Interview with SIGHT UNSEEN Filmmakers Stephen Parkhurst and Oriana Schwindt - MIFF 2025
SIGHT UNSEEN, premiering at the Maine International Film Festival, is a Maine shot horror film directed by Parkhurst and written by the duo.
The Maine International Film Festival (MIFF) begins July 11th, and among the over one hundred films screening this year is Sight Unseen, a little indie horror film shot in Maine. For the sake of transparency, I grew up with director Stephen Parkhurst in Pittsfield, Maine, where we played the euphonium side-by-side in the Warsaw Middle School band. Needless to say, when I found out that Sight Unseen was having its world premiere at MIFF, I jumped at the opportunity to reconnect and interview Parkhurst and his spouse/writing partner, Oriana Schwindt, both of whom now reside in New York.
Tony Crabtree, The Maine Playweek: Stephen, I’ve known you for quite awhile. Oriana, I don’t know you quite as well, but I’m curious: where did Sight Unseen start? Can you walk me through the process from beginning to pre-production to the start of production? Where did the idea stem from?
Stephen Parkhurst, director/screenwriter: In essence, we knew we wanted to do a horror film as our first feature, and we knew we had to keep a very tight budget. Initially, we were actually going to do something totally different. It was a gory slasher film called The Taxidermist. We had written the whole script, had even started some very early pre-production. Just planning some stuff out. We kind of looked at each other one day, and we were like, “we can’t afford to do this in a way that would look good.” Because we wanted to do practical gore, sort of Evil Dead-style effects. There was just no way to do it without spending half a million dollars, which we did not have.

SHORT PROBLEM 1:
Answer these questions using the Sight Unseen interview:
(a) On what date does the Maine International Film Festival begin?
(b) What instrument did the interviewer and Stephen Parkhurst play in the Warsaw Middle School band?
(c) What was the title of the slasher film the pair first planned to make?
SHORT PROBLEM 2:
Carry the Sight Unseen interview forward from its last sentence, in the same voice.

STORED ROWS:

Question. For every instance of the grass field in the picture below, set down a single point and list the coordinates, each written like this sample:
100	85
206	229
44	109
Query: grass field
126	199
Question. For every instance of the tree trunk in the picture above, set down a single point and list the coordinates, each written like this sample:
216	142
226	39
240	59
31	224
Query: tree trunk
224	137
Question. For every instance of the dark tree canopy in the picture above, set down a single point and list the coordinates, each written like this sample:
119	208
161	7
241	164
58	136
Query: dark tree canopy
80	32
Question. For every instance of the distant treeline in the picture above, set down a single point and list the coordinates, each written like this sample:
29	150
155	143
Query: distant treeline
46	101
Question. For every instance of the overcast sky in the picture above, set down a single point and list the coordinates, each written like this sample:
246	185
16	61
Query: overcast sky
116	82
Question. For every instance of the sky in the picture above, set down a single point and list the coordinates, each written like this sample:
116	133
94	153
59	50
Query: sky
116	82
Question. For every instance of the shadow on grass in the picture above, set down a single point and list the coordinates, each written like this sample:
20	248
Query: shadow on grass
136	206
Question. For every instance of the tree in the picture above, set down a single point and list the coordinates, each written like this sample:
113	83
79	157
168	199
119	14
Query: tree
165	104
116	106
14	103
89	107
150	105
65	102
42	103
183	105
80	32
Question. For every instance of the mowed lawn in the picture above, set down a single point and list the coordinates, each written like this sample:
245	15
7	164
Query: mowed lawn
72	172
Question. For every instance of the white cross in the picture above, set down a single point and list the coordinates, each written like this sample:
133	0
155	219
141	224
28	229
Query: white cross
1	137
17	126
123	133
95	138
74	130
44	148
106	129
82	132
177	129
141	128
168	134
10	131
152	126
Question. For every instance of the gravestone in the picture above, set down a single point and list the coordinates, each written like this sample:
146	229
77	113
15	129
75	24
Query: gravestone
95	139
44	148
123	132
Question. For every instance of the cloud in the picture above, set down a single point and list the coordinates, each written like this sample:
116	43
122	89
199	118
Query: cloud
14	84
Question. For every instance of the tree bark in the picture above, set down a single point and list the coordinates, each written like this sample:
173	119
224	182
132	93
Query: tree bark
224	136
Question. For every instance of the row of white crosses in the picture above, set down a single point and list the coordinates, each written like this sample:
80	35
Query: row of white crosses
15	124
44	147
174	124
* * *
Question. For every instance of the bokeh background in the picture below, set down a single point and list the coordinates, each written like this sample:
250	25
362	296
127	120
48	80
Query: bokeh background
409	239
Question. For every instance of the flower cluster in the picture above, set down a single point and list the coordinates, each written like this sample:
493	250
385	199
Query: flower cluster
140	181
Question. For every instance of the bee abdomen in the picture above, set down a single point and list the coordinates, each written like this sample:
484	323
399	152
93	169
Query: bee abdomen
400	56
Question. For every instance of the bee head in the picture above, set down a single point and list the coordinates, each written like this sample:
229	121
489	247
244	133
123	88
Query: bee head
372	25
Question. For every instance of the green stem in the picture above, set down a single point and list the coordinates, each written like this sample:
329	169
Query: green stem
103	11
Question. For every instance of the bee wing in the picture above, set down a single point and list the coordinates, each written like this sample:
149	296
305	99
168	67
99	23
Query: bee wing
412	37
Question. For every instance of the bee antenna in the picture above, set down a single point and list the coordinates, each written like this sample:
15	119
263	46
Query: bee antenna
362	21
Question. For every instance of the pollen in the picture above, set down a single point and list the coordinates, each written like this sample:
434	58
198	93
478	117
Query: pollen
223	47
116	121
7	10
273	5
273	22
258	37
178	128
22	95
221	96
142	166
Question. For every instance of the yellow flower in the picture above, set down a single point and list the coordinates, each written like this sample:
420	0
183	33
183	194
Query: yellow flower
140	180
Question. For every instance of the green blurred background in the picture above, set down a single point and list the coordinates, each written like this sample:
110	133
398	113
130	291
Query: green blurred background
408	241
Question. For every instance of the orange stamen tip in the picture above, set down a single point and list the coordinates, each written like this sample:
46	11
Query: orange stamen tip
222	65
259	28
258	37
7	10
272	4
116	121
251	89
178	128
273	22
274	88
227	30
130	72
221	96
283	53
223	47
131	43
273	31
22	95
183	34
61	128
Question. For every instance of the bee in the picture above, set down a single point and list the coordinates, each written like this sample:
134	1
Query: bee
...
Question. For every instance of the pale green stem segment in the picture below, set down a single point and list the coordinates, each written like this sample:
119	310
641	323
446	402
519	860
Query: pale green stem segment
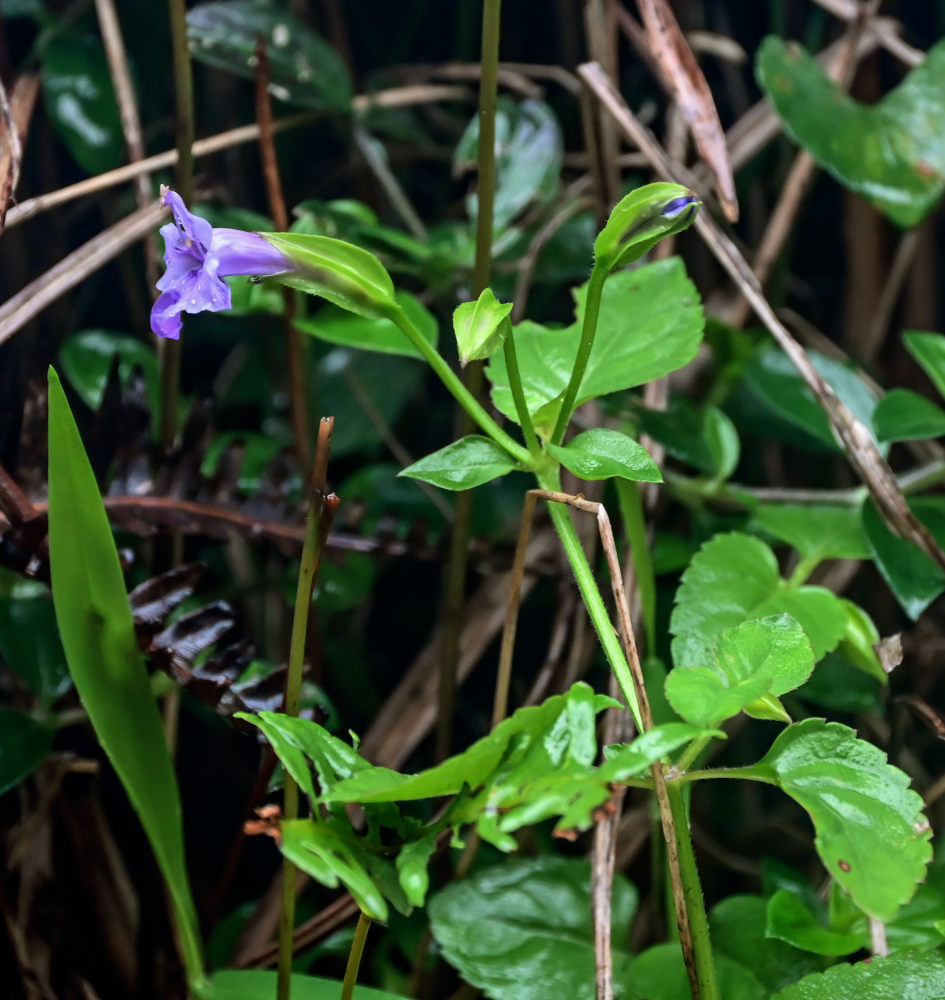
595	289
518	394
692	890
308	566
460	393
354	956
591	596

EXERCISE RESULT 1:
(a) July 11th
(b) The euphonium
(c) The Taxidermist

EXERCISE RESULT 2:
I had an idea a while before that, which I had never really fleshed out, about siblings inheriting their parents house. And I just returned to that, and we started working on that with a sub-$100,000 budget in mind. At first it was even, like, $50,000, or somewhere in that neighborhood. So we wrote very specifically for this narrow monetary window.
Orianna Schwindt, screenwriter: Yeah, which was kind of funny given that we had made a bunch of shorts together, and Steve had made shorts before I was ever in the picture. But it’s funny writing for a budget not having actually made a feature film before and just kind of guessing about what things are going to cost, how many days you’re going to need to shoot things. I think we approached it maybe almost too practically.
SP: Maybe.You know, it ended up being about $85,000, the total spend. Most of that was ours. We also did a Kickstarter, which, thank you [Author’s note: I donated].So that was a portion as well, and that was it. That was what we had. I think we knew enough to know certain things are going to be reasonably affordable if we do this way. If we have it in one location, small cast, small crew. We chose Maine because I’m from there and we had some resources up there. It’s also just a lot cheaper to shoot there than in New York. Even outside the city. People are more used to locations being used for film shoots outside the city, so you run into a lot of the same problems that you run into in the city. It sounds a little cynical, a lot of our decision making on that, but it was more about practicality. A haunted house film is all about the mood, it’s about the setting, and it’s more about what you don’t see rather than what is on screen. A big gory murder scene is fun, but it’s all about what you see. And if that doesn’t look good…
OS: You’re toast.
SP: You lose people. Whereas like, a bump in the night, a light switch going off, a shadow in the corner…that’s a lot easier to pull off when you don’t have any money.
TC: That’s a good point. So you were talking about how you chose Maine more out of, you know, you grew up here, you can do it cheaper here, so I was curious how you went about finding that specific house.
SP: Again, this is one of the reasons that we chose Maine. I just put up a Facebook post.
OS: That was our location scout!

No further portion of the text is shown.